YOUR OBJECTIVE = Write out, word for word, every line from the one where "Return each detection" occurs to the final line of the entries, and nothing beyond them.

+++ DATA +++

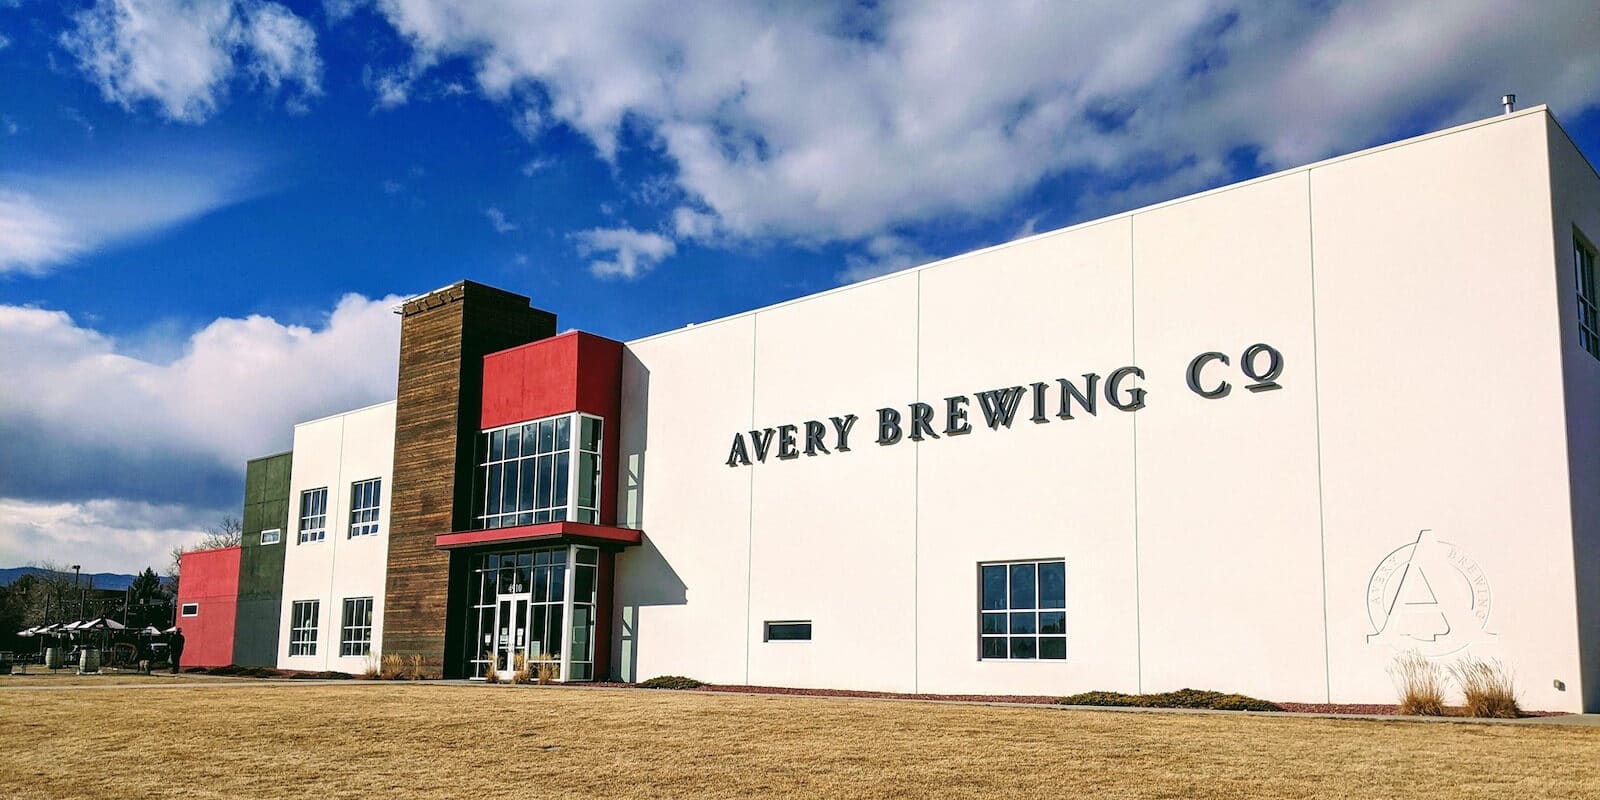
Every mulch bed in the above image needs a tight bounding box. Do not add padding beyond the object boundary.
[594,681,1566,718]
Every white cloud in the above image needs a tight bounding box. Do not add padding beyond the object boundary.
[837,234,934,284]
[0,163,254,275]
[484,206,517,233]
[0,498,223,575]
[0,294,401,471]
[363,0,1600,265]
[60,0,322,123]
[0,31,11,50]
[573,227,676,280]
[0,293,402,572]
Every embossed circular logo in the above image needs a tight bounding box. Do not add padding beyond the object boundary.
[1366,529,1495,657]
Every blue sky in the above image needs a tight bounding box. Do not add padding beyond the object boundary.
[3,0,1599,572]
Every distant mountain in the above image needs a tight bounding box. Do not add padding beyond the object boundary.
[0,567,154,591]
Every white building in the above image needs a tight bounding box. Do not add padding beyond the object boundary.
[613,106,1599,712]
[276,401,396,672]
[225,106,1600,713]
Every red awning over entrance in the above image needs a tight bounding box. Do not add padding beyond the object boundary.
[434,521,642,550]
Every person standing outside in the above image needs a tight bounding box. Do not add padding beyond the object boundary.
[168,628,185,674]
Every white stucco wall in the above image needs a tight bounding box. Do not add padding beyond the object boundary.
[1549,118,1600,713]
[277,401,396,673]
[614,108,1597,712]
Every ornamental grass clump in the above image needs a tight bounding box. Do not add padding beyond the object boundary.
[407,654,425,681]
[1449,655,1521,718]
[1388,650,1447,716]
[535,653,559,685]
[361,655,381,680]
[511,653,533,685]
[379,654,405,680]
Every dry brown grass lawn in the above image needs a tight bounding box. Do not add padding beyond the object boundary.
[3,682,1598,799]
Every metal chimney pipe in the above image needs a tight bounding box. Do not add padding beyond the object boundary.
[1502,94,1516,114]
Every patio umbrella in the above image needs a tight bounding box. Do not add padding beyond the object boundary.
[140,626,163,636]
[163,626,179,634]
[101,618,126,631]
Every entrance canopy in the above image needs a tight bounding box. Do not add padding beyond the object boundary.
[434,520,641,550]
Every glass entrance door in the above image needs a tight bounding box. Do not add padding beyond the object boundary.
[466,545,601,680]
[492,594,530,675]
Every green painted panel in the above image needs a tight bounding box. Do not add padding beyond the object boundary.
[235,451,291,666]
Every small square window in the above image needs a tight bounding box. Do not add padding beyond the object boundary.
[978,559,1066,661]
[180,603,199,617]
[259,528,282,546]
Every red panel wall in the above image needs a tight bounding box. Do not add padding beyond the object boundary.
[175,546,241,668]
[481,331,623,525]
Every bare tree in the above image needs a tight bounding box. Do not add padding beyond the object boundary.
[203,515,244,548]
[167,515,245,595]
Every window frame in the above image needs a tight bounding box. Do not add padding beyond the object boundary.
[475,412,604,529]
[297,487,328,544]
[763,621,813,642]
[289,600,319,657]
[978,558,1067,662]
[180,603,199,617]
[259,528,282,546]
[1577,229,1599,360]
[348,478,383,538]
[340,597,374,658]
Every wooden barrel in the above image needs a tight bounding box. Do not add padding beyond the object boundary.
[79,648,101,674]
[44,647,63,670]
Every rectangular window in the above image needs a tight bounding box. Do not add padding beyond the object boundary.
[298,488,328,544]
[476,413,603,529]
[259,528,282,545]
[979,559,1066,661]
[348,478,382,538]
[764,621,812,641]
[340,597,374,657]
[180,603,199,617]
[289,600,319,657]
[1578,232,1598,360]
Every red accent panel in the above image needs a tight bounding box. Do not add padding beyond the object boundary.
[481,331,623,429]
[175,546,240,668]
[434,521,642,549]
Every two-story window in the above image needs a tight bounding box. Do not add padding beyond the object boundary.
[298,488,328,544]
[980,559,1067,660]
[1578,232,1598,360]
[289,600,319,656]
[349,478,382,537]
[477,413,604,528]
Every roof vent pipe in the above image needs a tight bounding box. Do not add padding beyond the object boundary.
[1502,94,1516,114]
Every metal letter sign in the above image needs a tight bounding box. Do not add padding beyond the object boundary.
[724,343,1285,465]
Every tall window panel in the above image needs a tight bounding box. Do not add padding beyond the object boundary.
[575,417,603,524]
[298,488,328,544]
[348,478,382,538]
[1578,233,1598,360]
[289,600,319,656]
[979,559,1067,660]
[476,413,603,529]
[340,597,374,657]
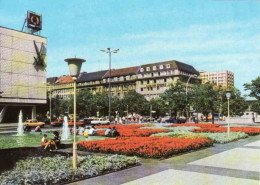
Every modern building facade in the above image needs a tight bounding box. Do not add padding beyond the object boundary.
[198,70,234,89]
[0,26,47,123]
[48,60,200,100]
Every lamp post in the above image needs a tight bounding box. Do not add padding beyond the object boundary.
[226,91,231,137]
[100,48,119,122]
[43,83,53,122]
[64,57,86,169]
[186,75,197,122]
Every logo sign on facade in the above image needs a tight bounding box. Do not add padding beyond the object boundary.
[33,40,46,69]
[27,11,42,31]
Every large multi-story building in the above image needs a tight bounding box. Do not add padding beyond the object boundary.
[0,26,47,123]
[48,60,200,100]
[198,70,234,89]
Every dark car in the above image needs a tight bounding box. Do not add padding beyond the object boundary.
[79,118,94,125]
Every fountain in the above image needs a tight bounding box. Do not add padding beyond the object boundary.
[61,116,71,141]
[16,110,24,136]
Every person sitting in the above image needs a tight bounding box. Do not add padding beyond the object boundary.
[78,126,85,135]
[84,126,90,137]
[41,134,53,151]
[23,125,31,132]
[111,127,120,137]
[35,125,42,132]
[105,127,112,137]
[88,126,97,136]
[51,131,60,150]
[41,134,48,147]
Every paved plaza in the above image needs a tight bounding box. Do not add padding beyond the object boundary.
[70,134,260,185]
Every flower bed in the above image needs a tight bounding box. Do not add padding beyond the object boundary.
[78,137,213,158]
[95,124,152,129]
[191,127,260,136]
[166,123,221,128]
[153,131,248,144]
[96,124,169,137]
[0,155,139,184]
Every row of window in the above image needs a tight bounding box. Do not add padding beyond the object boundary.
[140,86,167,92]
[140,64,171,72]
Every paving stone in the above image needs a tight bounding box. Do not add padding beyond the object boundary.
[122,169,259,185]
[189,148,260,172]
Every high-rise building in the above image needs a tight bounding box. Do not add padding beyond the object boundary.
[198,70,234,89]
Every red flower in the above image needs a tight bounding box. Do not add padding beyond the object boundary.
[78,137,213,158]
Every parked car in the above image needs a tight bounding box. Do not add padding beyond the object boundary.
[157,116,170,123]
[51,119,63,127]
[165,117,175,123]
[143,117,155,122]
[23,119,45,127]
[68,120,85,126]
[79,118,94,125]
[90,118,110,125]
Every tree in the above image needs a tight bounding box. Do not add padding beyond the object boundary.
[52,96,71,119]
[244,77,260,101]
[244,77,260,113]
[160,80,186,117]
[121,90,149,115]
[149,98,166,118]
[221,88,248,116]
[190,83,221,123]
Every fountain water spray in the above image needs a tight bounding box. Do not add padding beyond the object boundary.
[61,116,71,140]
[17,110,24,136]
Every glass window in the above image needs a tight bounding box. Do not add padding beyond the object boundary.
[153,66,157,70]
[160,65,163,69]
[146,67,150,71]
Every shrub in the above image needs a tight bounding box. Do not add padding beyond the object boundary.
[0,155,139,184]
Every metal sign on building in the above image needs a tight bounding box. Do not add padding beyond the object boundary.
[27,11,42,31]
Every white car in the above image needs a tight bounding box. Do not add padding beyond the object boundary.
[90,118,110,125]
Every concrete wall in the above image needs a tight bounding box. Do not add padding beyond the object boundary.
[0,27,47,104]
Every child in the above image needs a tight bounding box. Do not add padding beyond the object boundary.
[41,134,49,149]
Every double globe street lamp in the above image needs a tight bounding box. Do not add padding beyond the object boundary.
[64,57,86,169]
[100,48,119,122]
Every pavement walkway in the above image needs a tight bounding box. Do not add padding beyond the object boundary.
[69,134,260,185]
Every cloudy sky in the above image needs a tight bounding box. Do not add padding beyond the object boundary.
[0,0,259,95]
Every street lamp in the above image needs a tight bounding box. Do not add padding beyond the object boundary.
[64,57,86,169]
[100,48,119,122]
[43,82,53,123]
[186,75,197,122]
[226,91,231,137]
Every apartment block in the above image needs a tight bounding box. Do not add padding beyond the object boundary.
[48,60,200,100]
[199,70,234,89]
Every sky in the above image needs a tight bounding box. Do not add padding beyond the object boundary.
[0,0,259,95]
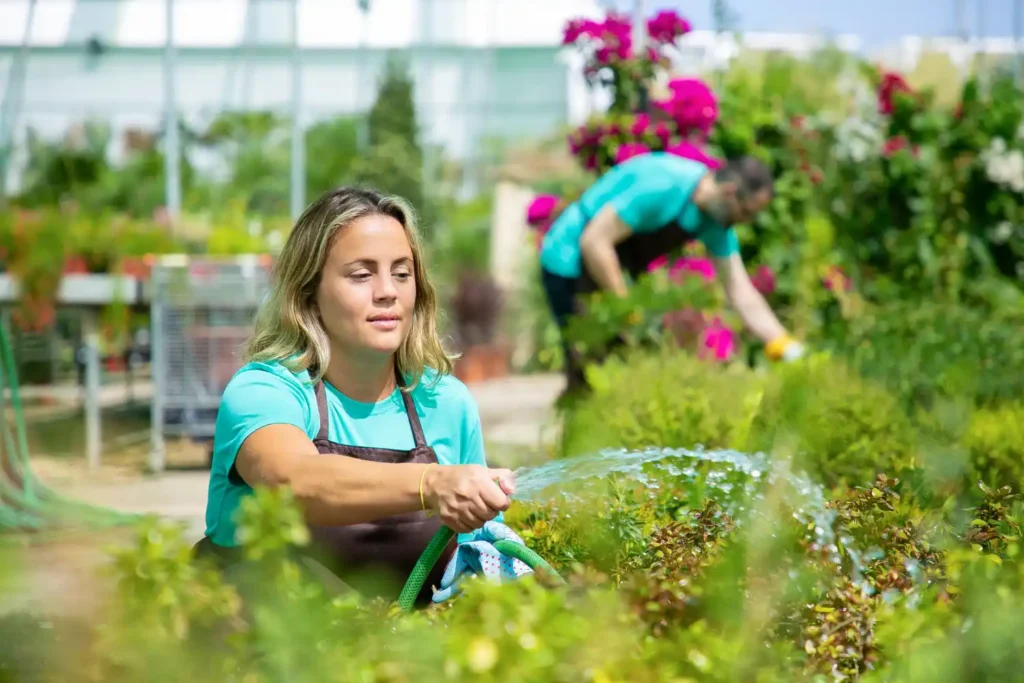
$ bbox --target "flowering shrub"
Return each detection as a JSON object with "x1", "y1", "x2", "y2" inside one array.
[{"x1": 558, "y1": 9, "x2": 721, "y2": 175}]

+++

YOUR SOLUTION =
Return each detection as a JSON object with "x1", "y1", "x2", "y2" inside one array.
[{"x1": 558, "y1": 9, "x2": 721, "y2": 175}]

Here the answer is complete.